**WORK TO COMPLETE**
a. In the blog post on receiving criticism below, where does the writer think the answer lies?
b. Rewrite the paragraph beginning "Over the years I have tried" from the blog post on receiving criticism below in two shorter sentences, keeping its main facts.

**EXCERPT**
- - -

Posted by: Michael Rickicki | 03/16/2013


There are times when I feel in a position to receive criticism and am not knocked off my center and then there are times when it is the complete opposite. Like it or not, it seems as though I am going through one of the latter. So, what to do?

Over the years I have tried to meet criticism with an open heart and to accept it as gracefully as possible deposited how bitter it may be. Of course this is easier to do when the criticism is coming from someone we love and respect and is done in absence of contempt. It gets much more difficult when we don’t trust the motives of our critics and we feel that contempt may be the driving factor of their invective.

In a perfect heart it might be possible to receive any criticisms with equanimity and wisely make use of whatever seems to accord with the Dhamma although it does seem to me that we need to consider the source. If a raving lunatic were to find fault with your comportment would you give them the same weight as the Dalai Lama? I know I wouldn’t which is not to say that I wouldn’t reflect on what was said but there would surely be no sense of urgency and little in the way of hurt pride. So, is the solution to view everyone as if they were crazy people? Somethingabout that just seems wrong and almost dismissive. Rather I think the answer lies, like so much on this Path, in equanimity. May we all be easy to admonish and ever-forgiving of ourselves and others.

- - -

**INFORMATION SUPPLIED**
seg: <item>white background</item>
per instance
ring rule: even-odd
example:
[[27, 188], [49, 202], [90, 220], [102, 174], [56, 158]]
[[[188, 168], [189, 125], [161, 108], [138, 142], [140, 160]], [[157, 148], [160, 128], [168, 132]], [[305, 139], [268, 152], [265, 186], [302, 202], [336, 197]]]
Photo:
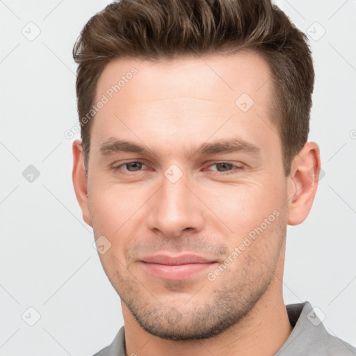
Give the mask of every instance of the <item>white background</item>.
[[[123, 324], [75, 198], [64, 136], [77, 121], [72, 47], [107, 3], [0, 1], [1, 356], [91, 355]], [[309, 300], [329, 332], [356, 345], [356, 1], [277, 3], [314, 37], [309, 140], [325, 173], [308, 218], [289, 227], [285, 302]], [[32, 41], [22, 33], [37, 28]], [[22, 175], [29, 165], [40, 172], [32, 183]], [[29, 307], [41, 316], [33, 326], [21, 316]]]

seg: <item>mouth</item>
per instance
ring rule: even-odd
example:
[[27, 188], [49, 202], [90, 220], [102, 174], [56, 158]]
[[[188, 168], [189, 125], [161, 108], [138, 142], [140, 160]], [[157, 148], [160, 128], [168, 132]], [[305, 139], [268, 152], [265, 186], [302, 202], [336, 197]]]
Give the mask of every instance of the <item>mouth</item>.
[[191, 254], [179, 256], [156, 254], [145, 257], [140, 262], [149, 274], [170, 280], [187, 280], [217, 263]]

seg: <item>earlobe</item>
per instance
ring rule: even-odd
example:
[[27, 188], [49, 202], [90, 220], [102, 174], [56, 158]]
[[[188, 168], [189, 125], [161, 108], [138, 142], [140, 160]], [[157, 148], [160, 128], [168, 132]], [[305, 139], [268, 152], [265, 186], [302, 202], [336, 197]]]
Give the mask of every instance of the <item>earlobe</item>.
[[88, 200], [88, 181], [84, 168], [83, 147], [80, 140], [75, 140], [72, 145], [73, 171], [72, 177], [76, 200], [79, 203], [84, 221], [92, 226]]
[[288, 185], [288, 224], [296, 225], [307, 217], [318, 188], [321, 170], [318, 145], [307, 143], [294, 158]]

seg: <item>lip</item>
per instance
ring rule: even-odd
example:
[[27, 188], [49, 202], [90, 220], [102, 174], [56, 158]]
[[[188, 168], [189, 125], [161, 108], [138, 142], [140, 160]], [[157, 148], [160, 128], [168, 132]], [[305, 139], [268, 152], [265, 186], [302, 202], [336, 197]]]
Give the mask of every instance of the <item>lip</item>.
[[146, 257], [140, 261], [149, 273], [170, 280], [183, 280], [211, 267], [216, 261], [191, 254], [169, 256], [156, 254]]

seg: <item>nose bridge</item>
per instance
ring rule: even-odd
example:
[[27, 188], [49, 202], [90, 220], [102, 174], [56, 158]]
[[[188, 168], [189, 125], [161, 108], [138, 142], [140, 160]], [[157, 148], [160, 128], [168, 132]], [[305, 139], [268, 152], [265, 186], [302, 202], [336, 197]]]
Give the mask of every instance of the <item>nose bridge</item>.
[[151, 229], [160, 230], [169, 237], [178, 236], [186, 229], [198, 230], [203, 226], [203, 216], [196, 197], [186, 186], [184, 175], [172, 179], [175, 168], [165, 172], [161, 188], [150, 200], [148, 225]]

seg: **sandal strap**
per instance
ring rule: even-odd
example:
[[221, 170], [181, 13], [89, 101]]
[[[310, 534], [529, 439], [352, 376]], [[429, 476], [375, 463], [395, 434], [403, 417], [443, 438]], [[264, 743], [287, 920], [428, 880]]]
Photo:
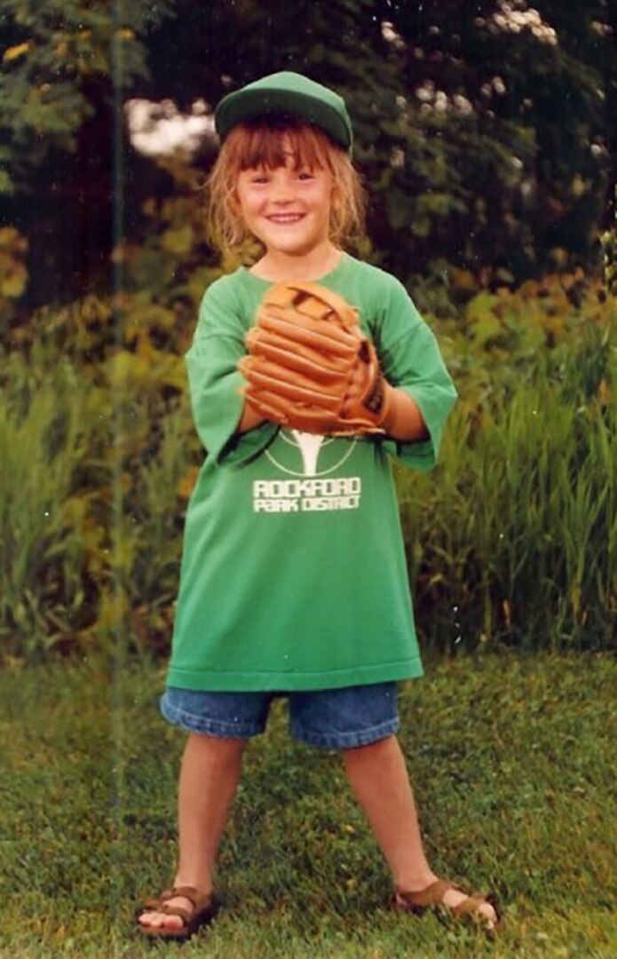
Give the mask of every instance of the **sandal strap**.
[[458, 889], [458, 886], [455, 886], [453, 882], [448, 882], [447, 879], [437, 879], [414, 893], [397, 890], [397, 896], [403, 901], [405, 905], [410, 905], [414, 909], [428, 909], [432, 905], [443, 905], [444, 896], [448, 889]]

- - -

**ANSWERS PROVIDED**
a. In equanimity.

b. For years the writer has tried to meet criticism with an open heart and accept it gracefully, even when it is bitter. That is easier when the critic is loved, respected and free of contempt, and harder when the critic's motives seem untrustworthy and contempt seems to drive the attack.